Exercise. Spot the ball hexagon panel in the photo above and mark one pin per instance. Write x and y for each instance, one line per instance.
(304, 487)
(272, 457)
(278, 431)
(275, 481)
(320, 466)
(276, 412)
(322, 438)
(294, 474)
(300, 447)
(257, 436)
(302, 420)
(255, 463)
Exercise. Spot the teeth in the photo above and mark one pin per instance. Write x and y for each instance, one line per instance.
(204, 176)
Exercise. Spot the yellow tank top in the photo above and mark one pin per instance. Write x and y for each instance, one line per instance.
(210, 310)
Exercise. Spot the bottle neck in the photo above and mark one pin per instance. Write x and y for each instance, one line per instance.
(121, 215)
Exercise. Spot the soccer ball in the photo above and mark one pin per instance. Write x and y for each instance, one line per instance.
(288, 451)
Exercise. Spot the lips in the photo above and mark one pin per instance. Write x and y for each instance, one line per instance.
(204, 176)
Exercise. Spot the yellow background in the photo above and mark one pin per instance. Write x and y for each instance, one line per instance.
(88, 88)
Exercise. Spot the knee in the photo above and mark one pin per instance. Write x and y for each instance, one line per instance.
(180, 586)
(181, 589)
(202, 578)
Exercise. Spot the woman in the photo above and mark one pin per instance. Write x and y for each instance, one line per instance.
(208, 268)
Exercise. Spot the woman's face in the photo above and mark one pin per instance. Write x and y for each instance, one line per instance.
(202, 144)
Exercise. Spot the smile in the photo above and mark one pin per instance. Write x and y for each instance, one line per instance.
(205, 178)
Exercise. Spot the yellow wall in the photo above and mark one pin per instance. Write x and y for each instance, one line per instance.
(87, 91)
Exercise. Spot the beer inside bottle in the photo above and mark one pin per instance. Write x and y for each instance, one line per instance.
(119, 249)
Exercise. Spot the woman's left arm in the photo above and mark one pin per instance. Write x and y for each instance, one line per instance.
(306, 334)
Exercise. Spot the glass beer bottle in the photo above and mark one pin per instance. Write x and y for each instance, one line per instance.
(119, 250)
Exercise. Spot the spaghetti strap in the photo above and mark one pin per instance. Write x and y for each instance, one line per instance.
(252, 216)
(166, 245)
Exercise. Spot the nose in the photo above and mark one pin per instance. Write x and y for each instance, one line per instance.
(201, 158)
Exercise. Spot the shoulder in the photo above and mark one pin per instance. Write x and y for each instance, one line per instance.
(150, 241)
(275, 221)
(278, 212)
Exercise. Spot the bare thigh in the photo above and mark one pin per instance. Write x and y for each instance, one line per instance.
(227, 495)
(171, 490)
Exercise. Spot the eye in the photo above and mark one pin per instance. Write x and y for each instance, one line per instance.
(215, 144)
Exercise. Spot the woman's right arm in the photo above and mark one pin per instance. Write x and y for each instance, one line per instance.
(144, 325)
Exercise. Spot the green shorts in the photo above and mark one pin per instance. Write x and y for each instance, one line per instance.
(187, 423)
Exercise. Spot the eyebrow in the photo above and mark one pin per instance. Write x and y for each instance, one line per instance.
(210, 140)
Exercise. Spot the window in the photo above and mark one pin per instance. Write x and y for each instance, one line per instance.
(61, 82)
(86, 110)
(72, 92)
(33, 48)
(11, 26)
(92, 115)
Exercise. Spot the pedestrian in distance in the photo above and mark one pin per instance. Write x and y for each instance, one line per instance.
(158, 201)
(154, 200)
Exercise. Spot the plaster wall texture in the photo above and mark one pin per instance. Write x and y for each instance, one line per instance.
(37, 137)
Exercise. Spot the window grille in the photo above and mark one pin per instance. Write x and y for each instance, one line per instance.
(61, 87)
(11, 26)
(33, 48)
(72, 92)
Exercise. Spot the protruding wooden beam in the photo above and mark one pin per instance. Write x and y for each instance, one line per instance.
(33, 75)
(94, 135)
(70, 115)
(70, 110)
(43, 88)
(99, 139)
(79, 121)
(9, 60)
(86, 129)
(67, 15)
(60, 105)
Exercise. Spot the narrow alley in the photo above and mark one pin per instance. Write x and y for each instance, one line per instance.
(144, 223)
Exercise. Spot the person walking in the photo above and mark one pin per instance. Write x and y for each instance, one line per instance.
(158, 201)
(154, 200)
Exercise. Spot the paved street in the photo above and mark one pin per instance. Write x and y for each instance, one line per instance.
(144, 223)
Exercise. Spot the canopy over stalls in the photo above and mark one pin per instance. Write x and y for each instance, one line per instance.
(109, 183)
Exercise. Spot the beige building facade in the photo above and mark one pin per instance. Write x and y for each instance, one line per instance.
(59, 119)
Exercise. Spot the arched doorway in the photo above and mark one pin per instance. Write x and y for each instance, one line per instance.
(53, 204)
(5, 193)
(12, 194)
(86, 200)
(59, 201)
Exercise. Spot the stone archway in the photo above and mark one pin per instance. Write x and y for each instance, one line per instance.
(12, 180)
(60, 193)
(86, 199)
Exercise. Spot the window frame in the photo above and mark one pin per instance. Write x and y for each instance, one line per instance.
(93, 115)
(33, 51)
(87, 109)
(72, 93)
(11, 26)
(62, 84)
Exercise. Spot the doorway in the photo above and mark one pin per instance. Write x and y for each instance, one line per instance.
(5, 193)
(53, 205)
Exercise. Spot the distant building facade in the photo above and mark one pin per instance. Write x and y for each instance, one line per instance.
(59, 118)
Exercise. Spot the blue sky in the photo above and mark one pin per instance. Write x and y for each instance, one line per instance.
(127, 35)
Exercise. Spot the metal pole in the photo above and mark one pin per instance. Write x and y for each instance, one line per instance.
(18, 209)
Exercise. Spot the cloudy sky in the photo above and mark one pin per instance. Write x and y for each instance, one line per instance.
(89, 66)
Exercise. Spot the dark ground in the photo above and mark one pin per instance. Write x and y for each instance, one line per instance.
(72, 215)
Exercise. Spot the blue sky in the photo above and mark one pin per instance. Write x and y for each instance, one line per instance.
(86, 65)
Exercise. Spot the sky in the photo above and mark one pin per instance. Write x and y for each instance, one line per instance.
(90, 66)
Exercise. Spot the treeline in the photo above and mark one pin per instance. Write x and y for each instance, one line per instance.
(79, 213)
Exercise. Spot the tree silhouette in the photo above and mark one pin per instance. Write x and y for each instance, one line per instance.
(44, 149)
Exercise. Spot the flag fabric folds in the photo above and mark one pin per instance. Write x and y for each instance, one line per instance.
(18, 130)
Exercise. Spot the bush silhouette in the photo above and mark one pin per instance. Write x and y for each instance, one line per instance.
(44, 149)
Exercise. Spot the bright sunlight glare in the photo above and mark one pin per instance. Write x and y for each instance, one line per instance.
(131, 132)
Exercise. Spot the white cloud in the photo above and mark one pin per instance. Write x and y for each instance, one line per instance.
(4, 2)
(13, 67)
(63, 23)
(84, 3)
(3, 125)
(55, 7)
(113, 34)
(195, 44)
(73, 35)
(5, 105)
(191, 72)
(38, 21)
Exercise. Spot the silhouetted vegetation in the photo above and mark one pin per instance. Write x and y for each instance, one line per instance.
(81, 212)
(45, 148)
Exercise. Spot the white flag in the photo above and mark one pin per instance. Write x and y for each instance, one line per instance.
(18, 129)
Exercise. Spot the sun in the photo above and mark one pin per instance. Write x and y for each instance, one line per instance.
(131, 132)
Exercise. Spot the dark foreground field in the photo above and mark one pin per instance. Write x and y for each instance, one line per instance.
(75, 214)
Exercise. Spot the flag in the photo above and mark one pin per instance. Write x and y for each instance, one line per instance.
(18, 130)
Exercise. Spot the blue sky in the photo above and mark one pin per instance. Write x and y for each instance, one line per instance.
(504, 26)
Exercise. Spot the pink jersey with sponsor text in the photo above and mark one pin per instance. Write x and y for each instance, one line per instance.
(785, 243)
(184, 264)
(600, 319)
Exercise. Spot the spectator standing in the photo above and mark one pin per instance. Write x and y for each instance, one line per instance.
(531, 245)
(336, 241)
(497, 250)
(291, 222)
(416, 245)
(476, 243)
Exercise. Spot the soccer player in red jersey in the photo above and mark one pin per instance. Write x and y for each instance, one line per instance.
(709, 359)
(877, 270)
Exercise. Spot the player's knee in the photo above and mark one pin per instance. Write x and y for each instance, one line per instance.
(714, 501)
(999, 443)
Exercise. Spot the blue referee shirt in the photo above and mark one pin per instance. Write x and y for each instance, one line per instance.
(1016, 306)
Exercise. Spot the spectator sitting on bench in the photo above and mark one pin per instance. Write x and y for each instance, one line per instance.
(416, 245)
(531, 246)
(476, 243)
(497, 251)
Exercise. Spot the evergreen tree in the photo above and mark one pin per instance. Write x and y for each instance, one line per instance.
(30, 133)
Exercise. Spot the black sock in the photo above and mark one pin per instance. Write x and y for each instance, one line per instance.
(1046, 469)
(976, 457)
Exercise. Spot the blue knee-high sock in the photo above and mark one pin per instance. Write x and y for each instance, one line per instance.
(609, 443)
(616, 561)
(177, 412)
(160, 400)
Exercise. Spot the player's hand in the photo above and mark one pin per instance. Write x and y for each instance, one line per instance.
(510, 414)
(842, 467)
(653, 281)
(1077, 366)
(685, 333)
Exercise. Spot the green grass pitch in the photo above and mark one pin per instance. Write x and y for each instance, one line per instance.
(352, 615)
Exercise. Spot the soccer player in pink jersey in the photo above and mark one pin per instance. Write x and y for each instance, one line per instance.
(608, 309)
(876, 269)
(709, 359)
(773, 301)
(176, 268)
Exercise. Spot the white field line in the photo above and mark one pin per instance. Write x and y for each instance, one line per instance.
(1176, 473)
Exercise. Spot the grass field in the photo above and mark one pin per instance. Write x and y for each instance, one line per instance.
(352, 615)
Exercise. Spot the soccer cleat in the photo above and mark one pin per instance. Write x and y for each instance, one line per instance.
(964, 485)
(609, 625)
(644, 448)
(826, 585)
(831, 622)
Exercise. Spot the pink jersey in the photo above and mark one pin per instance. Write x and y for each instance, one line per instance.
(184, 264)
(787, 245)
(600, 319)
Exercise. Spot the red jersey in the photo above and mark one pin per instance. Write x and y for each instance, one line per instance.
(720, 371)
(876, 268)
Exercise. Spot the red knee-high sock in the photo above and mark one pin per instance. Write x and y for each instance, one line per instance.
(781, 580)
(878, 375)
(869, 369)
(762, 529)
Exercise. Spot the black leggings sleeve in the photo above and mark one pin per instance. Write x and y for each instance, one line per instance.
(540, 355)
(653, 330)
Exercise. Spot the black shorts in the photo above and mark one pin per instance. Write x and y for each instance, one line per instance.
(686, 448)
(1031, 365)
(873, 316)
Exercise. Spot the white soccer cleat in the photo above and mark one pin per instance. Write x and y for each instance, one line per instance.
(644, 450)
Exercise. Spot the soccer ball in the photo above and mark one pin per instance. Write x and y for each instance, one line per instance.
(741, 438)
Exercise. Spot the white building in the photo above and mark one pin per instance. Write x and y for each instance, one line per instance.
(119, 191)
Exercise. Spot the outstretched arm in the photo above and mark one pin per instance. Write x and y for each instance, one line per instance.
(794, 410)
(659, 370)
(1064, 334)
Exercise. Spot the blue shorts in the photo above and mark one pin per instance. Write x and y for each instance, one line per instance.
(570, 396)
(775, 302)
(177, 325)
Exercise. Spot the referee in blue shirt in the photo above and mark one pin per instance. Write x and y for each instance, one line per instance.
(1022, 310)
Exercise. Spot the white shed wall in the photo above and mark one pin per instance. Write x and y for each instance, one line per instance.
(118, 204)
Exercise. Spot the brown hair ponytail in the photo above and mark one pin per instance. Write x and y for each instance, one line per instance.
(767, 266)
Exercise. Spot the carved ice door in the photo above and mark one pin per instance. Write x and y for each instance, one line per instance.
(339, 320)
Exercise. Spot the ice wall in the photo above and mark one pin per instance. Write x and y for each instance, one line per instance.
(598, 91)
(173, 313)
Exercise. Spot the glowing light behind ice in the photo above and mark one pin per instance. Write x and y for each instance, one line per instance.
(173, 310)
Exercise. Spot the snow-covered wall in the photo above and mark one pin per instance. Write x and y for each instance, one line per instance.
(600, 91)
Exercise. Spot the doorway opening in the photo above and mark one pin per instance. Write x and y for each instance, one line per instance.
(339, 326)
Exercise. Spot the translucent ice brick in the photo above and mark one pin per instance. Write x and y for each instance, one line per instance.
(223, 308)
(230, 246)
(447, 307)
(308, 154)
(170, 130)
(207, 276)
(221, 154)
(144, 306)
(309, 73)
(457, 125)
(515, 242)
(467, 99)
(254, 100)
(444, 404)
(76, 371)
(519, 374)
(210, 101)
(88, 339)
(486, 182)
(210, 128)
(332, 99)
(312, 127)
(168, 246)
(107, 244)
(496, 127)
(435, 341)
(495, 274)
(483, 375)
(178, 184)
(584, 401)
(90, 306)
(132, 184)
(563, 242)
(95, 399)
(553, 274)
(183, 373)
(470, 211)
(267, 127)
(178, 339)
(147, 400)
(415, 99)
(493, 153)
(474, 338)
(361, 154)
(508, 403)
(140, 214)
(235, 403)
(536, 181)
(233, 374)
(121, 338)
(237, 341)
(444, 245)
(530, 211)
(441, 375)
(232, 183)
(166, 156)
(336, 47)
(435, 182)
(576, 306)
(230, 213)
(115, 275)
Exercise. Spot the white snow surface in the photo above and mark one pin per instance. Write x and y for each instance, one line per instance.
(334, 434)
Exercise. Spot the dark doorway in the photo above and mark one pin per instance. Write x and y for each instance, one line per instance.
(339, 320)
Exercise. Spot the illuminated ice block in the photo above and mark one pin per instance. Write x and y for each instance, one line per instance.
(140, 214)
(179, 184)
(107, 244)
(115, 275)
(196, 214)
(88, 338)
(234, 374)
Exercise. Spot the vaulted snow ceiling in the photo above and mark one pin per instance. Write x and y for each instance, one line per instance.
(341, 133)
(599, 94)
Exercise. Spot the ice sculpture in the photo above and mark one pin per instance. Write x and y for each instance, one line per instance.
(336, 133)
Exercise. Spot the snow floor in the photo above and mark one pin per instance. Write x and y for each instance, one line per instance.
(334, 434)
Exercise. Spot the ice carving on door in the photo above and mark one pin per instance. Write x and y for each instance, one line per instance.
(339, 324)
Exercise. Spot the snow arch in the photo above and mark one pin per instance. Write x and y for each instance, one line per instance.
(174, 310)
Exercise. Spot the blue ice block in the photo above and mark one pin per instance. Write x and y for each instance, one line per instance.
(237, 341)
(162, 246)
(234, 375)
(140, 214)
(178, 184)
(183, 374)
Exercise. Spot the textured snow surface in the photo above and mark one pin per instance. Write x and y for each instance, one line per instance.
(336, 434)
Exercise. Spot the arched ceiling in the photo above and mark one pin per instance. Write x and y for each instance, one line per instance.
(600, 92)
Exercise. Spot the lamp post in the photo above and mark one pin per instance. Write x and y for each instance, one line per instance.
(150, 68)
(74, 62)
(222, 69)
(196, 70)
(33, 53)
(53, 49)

§ §

**What the exercise asks:**
Starting at the line containing "Exercise. Spot the blue ice" and ending at the last of the items, write those lines out again, switching "lamp post" to "streetlight" and leaving everything else unchanged.

**Solved problem:**
Exercise. Spot the blue ice block in the photo above and mark one pin per instance. Write x and y for each instance, one line per instance.
(237, 341)
(162, 246)
(234, 375)
(140, 214)
(178, 184)
(183, 374)
Exercise. Spot the textured snow surface in the photo above and mark one pin per instance. Write x and y for each instance, one line per instance.
(336, 434)
Exercise. Spot the arched ceiling in the photo above and mark one pin per instance. Write x and y for each instance, one line per instance.
(600, 92)
Exercise. Spot the streetlight in the photo above and mark one pin per instance. Write x and y for each instance, one line per instance.
(150, 68)
(74, 62)
(222, 69)
(196, 70)
(33, 53)
(53, 49)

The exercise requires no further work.